[Labeled photos with boxes]
• • • • •

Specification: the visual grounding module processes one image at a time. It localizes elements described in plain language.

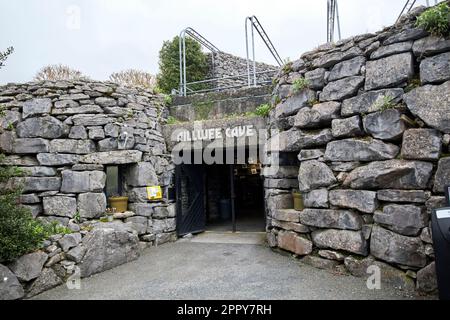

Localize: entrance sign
[177,125,256,142]
[147,186,162,201]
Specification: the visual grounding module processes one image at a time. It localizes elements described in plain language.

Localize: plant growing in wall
[157,37,209,94]
[0,154,52,262]
[34,64,89,81]
[416,2,450,37]
[255,104,272,117]
[292,77,310,93]
[0,47,14,69]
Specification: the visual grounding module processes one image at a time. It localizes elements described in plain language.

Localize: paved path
[35,234,426,300]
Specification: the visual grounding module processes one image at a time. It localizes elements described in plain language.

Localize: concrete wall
[265,4,450,293]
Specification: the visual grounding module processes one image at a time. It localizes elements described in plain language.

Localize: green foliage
[157,36,209,94]
[255,104,272,117]
[378,96,397,111]
[0,155,51,262]
[164,94,173,106]
[416,2,450,37]
[292,77,310,93]
[167,116,180,125]
[192,101,214,120]
[0,47,14,69]
[405,78,421,93]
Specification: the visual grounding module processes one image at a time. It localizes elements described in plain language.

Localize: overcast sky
[0,0,436,83]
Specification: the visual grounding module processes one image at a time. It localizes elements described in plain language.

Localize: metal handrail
[179,27,221,95]
[174,69,278,96]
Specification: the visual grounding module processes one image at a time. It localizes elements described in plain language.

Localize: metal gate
[176,165,206,236]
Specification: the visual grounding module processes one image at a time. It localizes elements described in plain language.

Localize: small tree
[109,69,156,91]
[34,64,89,81]
[0,47,14,69]
[158,36,209,94]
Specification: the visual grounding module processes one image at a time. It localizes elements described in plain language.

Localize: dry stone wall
[207,52,278,88]
[265,8,450,293]
[0,81,176,299]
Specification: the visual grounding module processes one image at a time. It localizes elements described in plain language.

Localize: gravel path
[35,235,426,300]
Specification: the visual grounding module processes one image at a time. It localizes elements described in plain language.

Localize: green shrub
[157,36,209,94]
[0,155,51,262]
[292,77,309,93]
[255,104,272,117]
[417,2,450,37]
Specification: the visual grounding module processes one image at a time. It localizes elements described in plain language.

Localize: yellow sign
[147,186,162,200]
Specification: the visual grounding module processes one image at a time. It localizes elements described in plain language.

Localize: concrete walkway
[35,233,426,300]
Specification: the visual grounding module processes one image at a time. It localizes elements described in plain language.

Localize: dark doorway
[176,164,266,236]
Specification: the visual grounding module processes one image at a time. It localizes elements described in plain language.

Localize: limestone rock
[363,109,406,140]
[370,226,427,268]
[370,41,413,60]
[8,251,48,282]
[37,153,79,167]
[404,81,450,133]
[72,114,113,127]
[129,203,154,218]
[22,98,52,119]
[298,160,336,192]
[331,116,364,138]
[294,102,341,128]
[302,189,329,209]
[126,162,159,187]
[267,129,333,152]
[319,76,364,101]
[312,229,368,256]
[378,190,429,203]
[417,262,438,293]
[69,126,88,140]
[27,268,63,298]
[433,158,450,193]
[344,160,433,190]
[301,255,339,270]
[80,150,142,165]
[402,129,442,160]
[12,138,49,154]
[328,56,366,82]
[319,250,345,261]
[278,231,312,256]
[61,170,106,193]
[0,264,25,300]
[43,196,77,218]
[272,209,299,222]
[17,116,67,139]
[312,47,363,68]
[300,209,363,230]
[77,193,106,219]
[272,219,311,234]
[79,227,140,278]
[50,139,95,154]
[365,53,414,91]
[374,205,428,236]
[325,139,399,162]
[305,68,326,90]
[58,233,81,252]
[341,89,403,117]
[413,36,450,57]
[329,190,378,213]
[420,52,450,84]
[125,216,148,235]
[298,149,325,161]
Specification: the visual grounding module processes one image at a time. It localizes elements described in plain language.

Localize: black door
[176,165,206,236]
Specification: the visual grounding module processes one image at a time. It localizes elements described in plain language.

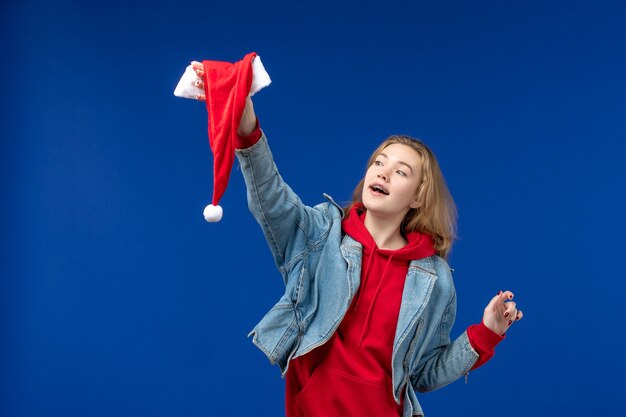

• • • • •

Exercise goal. Present all of the material above as a numbered list with one item per line and no blank lines. Omit the pictures.

The answer.
1. Specification: the visual grounding module processes one image at a time. It localizes elements described in plain language.
2. Localize: entrance sign
3. [177,125,256,142]
4. [147,186,162,201]
5. Specification: the visual grounding module processes one image at a time. It localizes elements described in plain language.
6. Localize: plant growing in wall
7. [157,37,209,94]
8. [0,154,52,262]
9. [34,64,89,81]
10. [416,2,450,37]
11. [255,104,272,117]
12. [292,77,310,93]
13. [0,47,14,69]
14. Specification: the visual grounding module processes one image at a time. It localizes elements described in plain language.
15. Localize: paved path
16. [35,234,426,300]
17. Specification: the visual grounding module processes one image at a time. It localizes elements described in plain language.
18. Localize: concrete wall
19. [265,4,450,293]
20. Specification: the visual grounding module processes one image at a time. It localizes elements described in plain language.
21. Localize: green foliage
22. [157,36,209,94]
23. [255,104,272,117]
24. [378,96,397,111]
25. [0,155,51,262]
26. [164,94,173,106]
27. [416,2,450,37]
28. [292,77,310,93]
29. [167,116,180,125]
30. [192,101,214,120]
31. [0,47,14,69]
32. [405,78,421,93]
33. Specification: the visual grounding module processes one image at a time. It localizes elements described in plain language.
34. Localize: overcast sky
35. [0,0,436,83]
36. Specification: the visual grounding module processes one image at a time. It localizes elements described in plain language.
37. Localize: metal handrail
38. [179,27,221,95]
39. [174,69,278,96]
40. Specification: the visual grounding module processes one image at a time. It localizes elements described in plain language.
41. Localize: metal gate
42. [176,165,206,236]
43. Specification: the visual grounding module processes one image at a time. It localizes elements described in plain language.
44. Localize: small tree
45. [109,69,156,91]
46. [34,64,89,81]
47. [0,47,14,69]
48. [158,36,209,94]
49. Specification: the visual grounding module processes one image at a time. It localizes elements described in plain language.
50. Localize: dry stone wall
51. [207,52,278,88]
52. [265,8,450,293]
53. [0,81,176,299]
54. Specification: the visual grounding module processes one image at a time. It localizes elements described in plain language.
55. Localize: gravel path
56. [35,235,426,300]
57. Specification: the visual grounding module processes one image at a time. It localizes elements described in plain language.
58. Localize: green shrub
59. [157,36,209,94]
60. [0,155,51,262]
61. [292,77,309,93]
62. [255,104,272,117]
63. [417,2,450,37]
64. Specification: the visual grounding module processes one image at a time. It localizes elements described in plain language.
65. Localize: yellow sign
66. [147,186,162,200]
67. Specification: the visual grounding module processes one image at a time. It localizes elements described in plain language.
68. Localize: concrete walkway
69. [35,233,426,300]
70. Specification: the visual grounding module processes one image at a time. It localizes elements described in plain language.
71. Localize: dark doorway
72. [176,164,266,236]
73. Specification: the visual grounding module processes one image at a time. It localizes elements described in plain language.
74. Localize: limestone rock
75. [363,109,406,140]
76. [370,226,427,268]
77. [370,41,413,60]
78. [8,251,48,282]
79. [37,153,79,167]
80. [404,81,450,133]
81. [72,114,113,127]
82. [129,203,154,218]
83. [22,98,52,119]
84. [298,160,336,192]
85. [331,116,364,138]
86. [294,102,341,128]
87. [302,189,329,209]
88. [126,162,159,187]
89. [267,129,333,152]
90. [319,76,364,101]
91. [312,229,368,256]
92. [378,190,429,203]
93. [417,262,438,293]
94. [69,126,88,140]
95. [27,268,63,298]
96. [433,158,450,193]
97. [344,160,433,190]
98. [301,255,339,270]
99. [80,150,142,165]
100. [402,129,442,160]
101. [12,138,49,154]
102. [328,56,366,82]
103. [319,250,345,261]
104. [278,231,312,256]
105. [61,170,106,193]
106. [0,264,25,300]
107. [43,196,77,218]
108. [272,209,299,222]
109. [17,116,67,139]
110. [312,47,363,68]
111. [300,209,363,230]
112. [77,193,106,219]
113. [272,219,311,234]
114. [79,227,140,278]
115. [50,139,95,154]
116. [365,53,414,91]
117. [374,205,428,236]
118. [325,139,399,162]
119. [305,68,326,90]
120. [58,233,81,252]
121. [341,89,403,117]
122. [413,36,450,57]
123. [329,190,378,213]
124. [420,52,450,84]
125. [125,216,148,235]
126. [298,149,325,161]
127. Specification: the visual grounding module processes one image at a time. It localizes elements described in plain language.
128. Localize: black door
129. [176,165,206,236]
130. Specification: the visual grounding module processes one image at a time. It localizes elements described in plain language.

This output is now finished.